* _EJERCICIOS POR RESOLVER_:
1. ¿Puedes resumir en dos oraciones el texto sobre Trump y las élites?
2. Contesta estas preguntas sobre el texto acerca de Trump y las élites:
(a) ¿En qué hecho repararon pocos articulistas?
(b) ¿A favor de quién se pronunció públicamente la enorme mayoría de los representantes del arte y del pensamiento?
(c) ¿De qué se ufana Trump con orgullo?
3. ¿Podrías retomar el texto sobre Trump y las élites y continuarlo desde su última oración?

* _TEXTO_:
══════════
Los artículos de opinión tienden a retroalimentarse. Bastó que alguien escribiera que el triunfo de Trump representa una rebelión en contra de las élites progresistas (del establisment dicen otros) para que cientos de articulistas repitieran lo mismo. Pocos repararon en el hecho de que Trump también viene de las élites.

No todos los norteamericanos tienen tantos billones en su cuenta como Trump. Si es cierto que Trump emerge en contra de determinadas élites, se trataría entonces de una contradicción inter-elitesca. Quizás ahí está el nudo del problema. Las élites económicas se levantaron a través de Trump en contra de otras élites, las intelectuales (y sus representaciones feministas, anti-racistas e igualitarias).

Para nadie es un misterio que la enorme mayoría de los representantes del arte y del pensamiento se pronunciaron públicamente en contra de Trump y a favor de Clinton. Menos misterioso resulta el hecho de que el discurso predominante de Trump hubiera sido abiertamente anti-intelectual. El mismo se ufana con orgullo de no ser un intelectual. Es un sentimiento compartido. Los intelectuales detestan a Trump. El conflicto está programado.
══════════
* _Registros de señalamiento_:
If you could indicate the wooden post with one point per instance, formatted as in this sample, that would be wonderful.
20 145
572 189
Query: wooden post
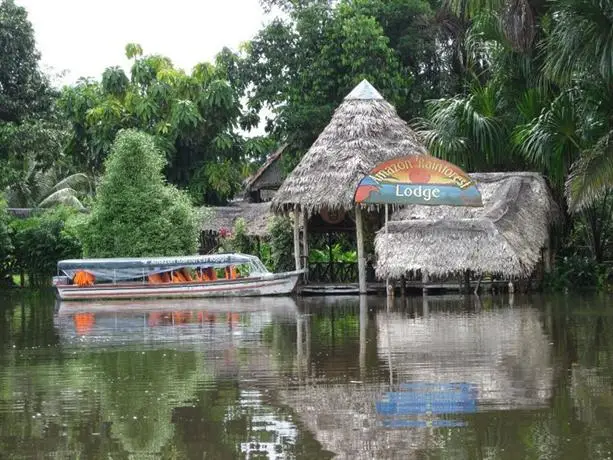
305 245
359 231
297 237
388 283
547 259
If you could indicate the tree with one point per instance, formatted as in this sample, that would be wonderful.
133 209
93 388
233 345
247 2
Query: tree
44 189
24 89
193 118
30 130
300 68
5 241
135 212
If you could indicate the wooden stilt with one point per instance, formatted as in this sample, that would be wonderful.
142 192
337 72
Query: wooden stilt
297 237
359 231
305 245
425 279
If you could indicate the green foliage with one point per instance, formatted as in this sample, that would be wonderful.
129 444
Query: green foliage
576 273
281 245
135 212
301 67
24 89
192 117
30 130
237 240
46 188
339 254
6 246
40 242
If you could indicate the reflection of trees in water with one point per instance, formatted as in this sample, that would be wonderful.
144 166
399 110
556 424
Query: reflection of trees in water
219 402
127 401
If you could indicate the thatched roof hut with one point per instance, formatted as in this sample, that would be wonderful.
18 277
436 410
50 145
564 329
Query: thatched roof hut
262 185
256 215
364 131
506 236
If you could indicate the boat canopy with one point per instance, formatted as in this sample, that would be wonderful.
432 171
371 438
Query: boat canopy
130 268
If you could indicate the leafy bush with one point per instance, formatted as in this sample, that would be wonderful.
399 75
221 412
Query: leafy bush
136 213
6 246
338 254
237 240
576 273
40 241
281 245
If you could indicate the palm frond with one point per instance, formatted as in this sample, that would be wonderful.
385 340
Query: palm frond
551 140
66 196
591 176
581 40
79 181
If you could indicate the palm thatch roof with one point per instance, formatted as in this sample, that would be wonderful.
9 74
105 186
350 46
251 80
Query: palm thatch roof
269 174
364 131
506 236
256 215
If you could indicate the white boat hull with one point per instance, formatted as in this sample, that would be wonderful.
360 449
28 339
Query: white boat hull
279 284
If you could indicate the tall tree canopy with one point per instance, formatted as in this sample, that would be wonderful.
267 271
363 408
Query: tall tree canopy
136 213
193 117
301 67
30 131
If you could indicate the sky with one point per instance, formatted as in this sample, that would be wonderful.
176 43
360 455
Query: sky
83 37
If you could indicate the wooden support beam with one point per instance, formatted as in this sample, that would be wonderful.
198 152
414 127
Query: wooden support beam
297 237
359 232
305 245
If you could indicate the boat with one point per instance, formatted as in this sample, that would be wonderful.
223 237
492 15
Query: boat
214 275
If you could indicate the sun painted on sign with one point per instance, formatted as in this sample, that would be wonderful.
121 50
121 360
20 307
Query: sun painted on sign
418 179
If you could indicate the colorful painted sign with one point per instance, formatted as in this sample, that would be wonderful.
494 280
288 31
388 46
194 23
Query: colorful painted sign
418 179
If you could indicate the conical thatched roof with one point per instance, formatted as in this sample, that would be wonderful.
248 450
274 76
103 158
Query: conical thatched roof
365 130
506 236
257 217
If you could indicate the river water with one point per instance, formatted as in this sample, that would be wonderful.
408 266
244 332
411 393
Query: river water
436 378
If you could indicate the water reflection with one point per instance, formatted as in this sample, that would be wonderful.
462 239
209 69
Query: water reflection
439 377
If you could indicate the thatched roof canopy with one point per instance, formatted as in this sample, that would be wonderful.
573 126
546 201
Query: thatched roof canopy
364 131
506 236
256 215
269 174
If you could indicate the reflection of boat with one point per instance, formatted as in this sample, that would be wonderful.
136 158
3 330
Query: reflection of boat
206 321
216 275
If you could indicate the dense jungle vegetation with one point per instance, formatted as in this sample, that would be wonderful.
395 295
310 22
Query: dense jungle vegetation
491 85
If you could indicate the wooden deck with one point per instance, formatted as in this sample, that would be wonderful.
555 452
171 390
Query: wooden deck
411 287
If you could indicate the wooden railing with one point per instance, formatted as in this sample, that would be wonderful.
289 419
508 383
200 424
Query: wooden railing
333 272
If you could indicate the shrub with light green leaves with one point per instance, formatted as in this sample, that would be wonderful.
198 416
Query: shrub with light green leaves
5 241
136 213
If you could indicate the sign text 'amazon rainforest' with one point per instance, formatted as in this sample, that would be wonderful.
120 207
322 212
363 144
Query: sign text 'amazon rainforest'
418 179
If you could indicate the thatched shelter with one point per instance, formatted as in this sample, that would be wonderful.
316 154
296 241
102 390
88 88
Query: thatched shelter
507 236
262 185
256 215
364 131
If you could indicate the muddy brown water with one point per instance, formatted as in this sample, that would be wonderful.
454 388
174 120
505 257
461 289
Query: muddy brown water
526 377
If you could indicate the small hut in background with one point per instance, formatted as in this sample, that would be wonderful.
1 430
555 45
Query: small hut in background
364 131
267 180
509 235
223 218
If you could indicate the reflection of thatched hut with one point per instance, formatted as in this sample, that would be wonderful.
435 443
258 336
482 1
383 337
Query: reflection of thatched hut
507 236
364 131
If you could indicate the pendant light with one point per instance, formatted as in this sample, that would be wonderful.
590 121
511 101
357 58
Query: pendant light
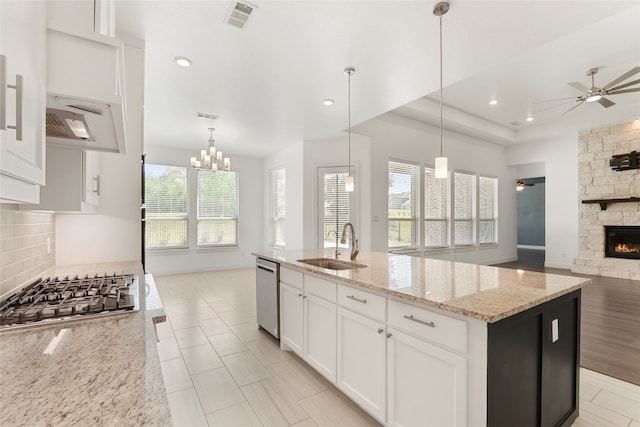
══════════
* _SOLUCIONES_:
1. Muchos articulistas repitieron que el triunfo de Trump representa una rebelión contra las élites progresistas, pero pocos repararon en que Trump también viene de las élites. Las élites económicas se levantaron a través de Trump contra las intelectuales, cuya enorme mayoría se pronunció a favor de Clinton y detesta a Trump, cuyo discurso predominante fue abiertamente anti-intelectual.

2.
(a) En que Trump también viene de las élites.
(b) A favor de Clinton.
(c) De no ser un intelectual.

3.
Anti-intelectuales son también muchos seguidores de Trump. Trump ejerce un liderazgo sobre un odio atávico a los intelectuales. Odio que se encuentra en estado latente en todos los órdenes sociales del planeta. Odio que de pronto irrumpe haciéndose presente con inimaginada furia sobre la superficie de la política.

Nada nuevo bajo el sol. Desde que en la bella Atenas los notables de la ciudad no dejaran a Sócrates otra alternativa que no fuera el suicidio, el odio a los intelectuales ha sido más importante de lo que se piensa en la historia universal. No solo la lucha de clases como intentaron enseñar los marxistas, ha movilizado a grandes multitudes. El poder tiene muchas caras. La económica es solo una. Más importante que la lucha económica parece ser en los EE.UU. de hoy, la lucha cultural. Un choque de culturas en una sola nación.

Existe el poder político, el poder religioso y, por cierto, el poder representado por los propietarios del saber. Y así como los propietarios del poder económico han sido odiados por los pobres del dinero, los propietarios del poder cultural, los intelectuales, han sido odiados por los pobres de espíritu. Odio que no es vertical ni horizontal sino transversal. Odio que une a pobres y ricos cuando es dirigido en contra de los que saben y piensan. Odio que incluso se expresa en la vida cotidiana.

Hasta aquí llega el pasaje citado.